Information provided –
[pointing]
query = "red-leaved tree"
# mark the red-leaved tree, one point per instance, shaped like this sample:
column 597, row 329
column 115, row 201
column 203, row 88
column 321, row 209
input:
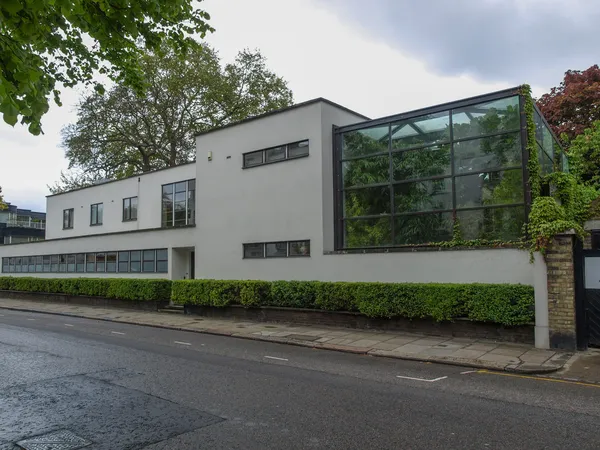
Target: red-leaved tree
column 574, row 105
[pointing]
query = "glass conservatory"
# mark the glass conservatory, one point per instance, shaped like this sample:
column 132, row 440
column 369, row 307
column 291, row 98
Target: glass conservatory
column 409, row 179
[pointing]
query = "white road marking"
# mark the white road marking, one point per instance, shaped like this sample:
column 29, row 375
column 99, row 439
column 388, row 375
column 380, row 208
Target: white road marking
column 421, row 379
column 275, row 357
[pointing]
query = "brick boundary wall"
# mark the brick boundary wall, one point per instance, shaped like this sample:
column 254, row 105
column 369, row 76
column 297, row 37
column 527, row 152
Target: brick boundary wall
column 561, row 292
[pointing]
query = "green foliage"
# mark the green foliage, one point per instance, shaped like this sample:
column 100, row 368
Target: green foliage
column 584, row 155
column 294, row 294
column 117, row 288
column 2, row 203
column 336, row 296
column 533, row 166
column 570, row 205
column 120, row 134
column 252, row 293
column 46, row 43
column 504, row 304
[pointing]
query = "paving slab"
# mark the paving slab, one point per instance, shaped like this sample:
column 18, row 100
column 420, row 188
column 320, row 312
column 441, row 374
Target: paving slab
column 479, row 353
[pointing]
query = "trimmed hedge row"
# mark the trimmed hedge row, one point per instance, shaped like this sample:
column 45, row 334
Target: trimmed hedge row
column 500, row 303
column 118, row 288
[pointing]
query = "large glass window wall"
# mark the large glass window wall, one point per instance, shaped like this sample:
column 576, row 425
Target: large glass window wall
column 407, row 181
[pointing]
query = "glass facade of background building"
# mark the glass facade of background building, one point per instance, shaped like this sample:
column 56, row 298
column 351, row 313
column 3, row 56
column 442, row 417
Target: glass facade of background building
column 408, row 179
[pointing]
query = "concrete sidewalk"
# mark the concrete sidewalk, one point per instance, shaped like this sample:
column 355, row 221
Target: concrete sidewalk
column 477, row 353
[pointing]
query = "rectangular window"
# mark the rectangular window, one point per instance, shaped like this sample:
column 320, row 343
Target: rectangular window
column 62, row 263
column 297, row 149
column 162, row 263
column 90, row 262
column 123, row 261
column 96, row 212
column 178, row 204
column 46, row 262
column 53, row 263
column 299, row 248
column 111, row 262
column 100, row 262
column 276, row 249
column 276, row 154
column 254, row 250
column 253, row 159
column 70, row 263
column 80, row 262
column 136, row 261
column 149, row 261
column 280, row 249
column 129, row 209
column 68, row 218
column 405, row 182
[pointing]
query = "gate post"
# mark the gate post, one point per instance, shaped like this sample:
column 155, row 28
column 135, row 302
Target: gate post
column 561, row 292
column 541, row 330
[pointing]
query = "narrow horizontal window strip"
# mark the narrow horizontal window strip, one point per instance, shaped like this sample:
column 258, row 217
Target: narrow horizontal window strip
column 250, row 159
column 275, row 249
column 85, row 262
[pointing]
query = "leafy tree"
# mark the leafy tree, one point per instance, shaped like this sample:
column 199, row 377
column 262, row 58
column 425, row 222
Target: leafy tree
column 584, row 155
column 574, row 105
column 2, row 204
column 48, row 43
column 120, row 133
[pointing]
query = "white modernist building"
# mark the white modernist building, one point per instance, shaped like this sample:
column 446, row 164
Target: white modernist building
column 261, row 202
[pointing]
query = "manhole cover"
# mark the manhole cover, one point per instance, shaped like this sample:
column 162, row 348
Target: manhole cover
column 57, row 440
column 302, row 337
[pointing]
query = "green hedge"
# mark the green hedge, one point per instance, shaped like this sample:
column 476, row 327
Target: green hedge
column 500, row 303
column 118, row 288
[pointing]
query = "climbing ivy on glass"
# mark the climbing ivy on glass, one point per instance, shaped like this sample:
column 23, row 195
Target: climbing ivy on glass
column 533, row 165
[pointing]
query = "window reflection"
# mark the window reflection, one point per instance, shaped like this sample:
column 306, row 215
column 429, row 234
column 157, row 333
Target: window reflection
column 486, row 118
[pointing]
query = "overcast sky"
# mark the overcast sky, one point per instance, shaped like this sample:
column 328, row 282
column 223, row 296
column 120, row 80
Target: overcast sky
column 378, row 57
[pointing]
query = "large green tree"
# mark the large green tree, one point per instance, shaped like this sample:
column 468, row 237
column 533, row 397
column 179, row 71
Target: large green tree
column 584, row 155
column 120, row 133
column 2, row 204
column 48, row 43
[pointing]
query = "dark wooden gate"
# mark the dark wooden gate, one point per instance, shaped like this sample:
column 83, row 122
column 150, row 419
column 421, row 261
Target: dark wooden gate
column 589, row 291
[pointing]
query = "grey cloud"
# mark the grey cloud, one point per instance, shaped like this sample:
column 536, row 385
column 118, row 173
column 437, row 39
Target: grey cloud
column 511, row 41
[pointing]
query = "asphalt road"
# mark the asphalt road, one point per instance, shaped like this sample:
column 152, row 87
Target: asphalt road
column 131, row 387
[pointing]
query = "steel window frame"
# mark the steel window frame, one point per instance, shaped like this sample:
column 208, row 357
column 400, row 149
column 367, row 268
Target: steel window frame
column 264, row 154
column 338, row 160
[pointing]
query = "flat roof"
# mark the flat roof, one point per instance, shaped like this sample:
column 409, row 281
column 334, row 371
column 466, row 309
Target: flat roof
column 432, row 109
column 120, row 179
column 282, row 110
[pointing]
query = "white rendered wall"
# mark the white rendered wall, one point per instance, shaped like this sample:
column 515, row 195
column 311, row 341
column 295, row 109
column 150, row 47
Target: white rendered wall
column 146, row 187
column 293, row 200
column 171, row 239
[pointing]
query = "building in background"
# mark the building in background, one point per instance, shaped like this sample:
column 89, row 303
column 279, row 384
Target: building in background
column 21, row 225
column 313, row 192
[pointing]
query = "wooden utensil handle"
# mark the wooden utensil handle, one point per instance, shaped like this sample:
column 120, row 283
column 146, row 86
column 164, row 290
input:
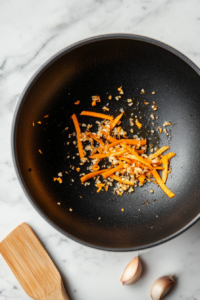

What you need to do –
Starting at the beginning of the material and ending at the line that holds "column 275, row 357", switch "glass conservatory" to "greenhouse" and give those lines back with nothing else changed. Omit the picture from your answer.

Result –
[pointing]
query = "red-leaved tree"
# mark the red-leaved tree, one point per instance, shaped like this sample:
column 597, row 329
column 115, row 201
column 203, row 88
column 321, row 209
input:
Target: red-leaved tree
column 574, row 105
[pointing]
query = "greenhouse"
# mark the greenhouse, one point per instance, shaped like this sample:
column 132, row 440
column 369, row 307
column 291, row 98
Target: greenhouse
column 409, row 179
[pointing]
query = "white road marking"
# mark the white road marking, one point per instance, shaped like this sample:
column 29, row 375
column 99, row 439
column 388, row 375
column 380, row 208
Target: white road marking
column 421, row 379
column 275, row 357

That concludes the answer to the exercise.